Return all of the items below word for word, with every line kept unchanged.

─── DATA LINES

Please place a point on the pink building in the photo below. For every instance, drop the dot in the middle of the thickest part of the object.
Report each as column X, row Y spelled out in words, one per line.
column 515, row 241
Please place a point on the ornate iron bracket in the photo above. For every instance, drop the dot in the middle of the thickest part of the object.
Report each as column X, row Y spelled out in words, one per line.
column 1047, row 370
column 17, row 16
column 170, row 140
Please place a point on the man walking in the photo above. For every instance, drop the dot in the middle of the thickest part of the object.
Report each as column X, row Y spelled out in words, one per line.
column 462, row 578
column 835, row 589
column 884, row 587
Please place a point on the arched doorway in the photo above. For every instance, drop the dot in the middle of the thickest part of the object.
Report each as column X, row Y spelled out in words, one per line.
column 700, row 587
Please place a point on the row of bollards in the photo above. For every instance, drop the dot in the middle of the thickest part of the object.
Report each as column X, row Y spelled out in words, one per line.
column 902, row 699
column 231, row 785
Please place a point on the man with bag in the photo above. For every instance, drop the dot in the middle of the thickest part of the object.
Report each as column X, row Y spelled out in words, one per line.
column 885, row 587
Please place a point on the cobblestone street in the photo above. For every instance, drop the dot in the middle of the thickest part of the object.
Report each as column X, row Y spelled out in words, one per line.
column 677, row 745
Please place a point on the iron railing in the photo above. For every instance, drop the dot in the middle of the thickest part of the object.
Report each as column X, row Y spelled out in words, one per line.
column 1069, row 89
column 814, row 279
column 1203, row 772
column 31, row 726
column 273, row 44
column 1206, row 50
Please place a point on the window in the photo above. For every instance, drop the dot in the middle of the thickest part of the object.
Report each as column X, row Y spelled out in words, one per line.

──────

EXPECTED ANSWER =>
Please place a point on the pink building in the photo below. For every instance, drop the dot in the middle of the thickest part of the object.
Report each as column X, row Y spelled out in words, one per line.
column 515, row 241
Please place a point on the ornate iron bracket in the photo above. For every instance, drop the dot in the middle of the thickest part of the object.
Report each as column X, row Y spelled out in words, one per line.
column 1047, row 370
column 17, row 16
column 170, row 140
Please place a point on the man walking in the photo above. For every instance, drop the dot in the middle of the thickest part of the object.
Report each as column X, row Y spelled out in words, one per line.
column 462, row 578
column 835, row 589
column 884, row 587
Please place a point on the arched doorway in the photo above. For every instance, drop the dot in the middle of the thickest part of the object.
Report each as column X, row Y spelled out in words, one per line.
column 700, row 587
Please place a point on the row of bollards in the photo above. For every instance, drop the dot in the middle of the thickest part of the object.
Report each as column X, row Y spelled out in words, one per line.
column 902, row 699
column 231, row 785
Please place a point on the man with bag in the photo above. For every instance, drop the dot in the middle of the thickest part of the object.
Report each as column X, row Y spelled out in words, one per line.
column 885, row 587
Please place a point on the cobblestone street in the photo above. For every instance, drop the dot in the middle of the thickest part of the object.
Report each as column X, row Y spelled out in words, one per line.
column 677, row 745
Please place a point on the iron railing in the photo above. For every instance, drop the dot in the middle of the thickest part of the object.
Report each as column X, row Y spelled out in words, one per line.
column 1069, row 89
column 814, row 279
column 1203, row 772
column 31, row 726
column 273, row 44
column 1206, row 50
Please place a point on the window in the photo above. For every instance, drop the dot in the middle of the thickest part of the object.
Report each as column X, row Y spelled out in words, one per line.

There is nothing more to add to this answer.